### [Textauszug]
In den Thesen über Bedürfnis schreibt Adorno über den Hunger: „Jeder Trieb ist so gesellschaftlich vermittelt, daß sein Natürliches nie unmittelbar, sondern stets nur als durch die Gesellschaft produziertes zum Vorschein kommt. Die Berufung auf Natur gegenüber irgendeinem Bedürfnis ist stets bloß die Maske von Versagung und Herrschaft.“

Was wir essen, zu uns nehmen und benutzen, um uns zu berauschen, ist gesellschaftlich und historisch vermittelt. Dieses Tutorium soll sich einem Thema widmen, dass oft wenig Beachtung erfährt: dem Essen und Trinken und der Erfahrung die wir mit diesen Dingen machen. Gerade weil es hier um dem Anschein nach unmittelbar sinnliche Erfahrungen geht, ist ein Reden über diese, fernab bloßer adjektivischer Beschreibungen, ungewohnt, selten und schwer. Nicht nur um die Möglichkeit von gutem Essen und Trinken und ihrer differenzierten Beschreibung soll es gehen, sondern auch um deren gesellschaftliche und philosophische Bedeutung.

Hat der Hamburger, wie Detlev Claussen schreibt, etwas mit Wahrheit zu tun? Ist gutes Essen und Trinken bewusstes Essen und Trinken? Was hat schlechtes Essen mit den Produktionsverhältnissen zu tun? Wie verhält sich das gestillte Bedürfnis zum Glück? — Und wie verhalten sich die Sinne zur Philosophie? Esse ich noch das Minzobladchen?

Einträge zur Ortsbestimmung
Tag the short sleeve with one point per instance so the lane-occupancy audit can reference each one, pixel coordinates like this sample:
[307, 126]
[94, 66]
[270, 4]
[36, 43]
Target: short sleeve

### [Aufgaben]
• A. Welchem Thema soll sich das Tutorium laut dem Textauszug widmen?
• B. Zitieren Sie aus dem Textauszug wörtlich die Stelle, die bei den Worten „Hat der Hamburger, wie“ beginnt und nach „noch das Minzobladchen?“ endet.
Die Daten sind hierfür ohne Belang.

### [Lösungen]
• A. Dem Essen und Trinken und der Erfahrung, die wir mit diesen Dingen machen.

• B.
Hat der Hamburger, wie Detlev Claussen schreibt, etwas mit Wahrheit zu tun? Ist gutes Essen und Trinken bewusstes Essen und Trinken? Was hat schlechtes Essen mit den Produktionsverhältnissen zu tun? Wie verhält sich das gestillte Bedürfnis zum Glück? — Und wie verhalten sich die Sinne zur Philosophie? Esse ich noch das Minzobladchen?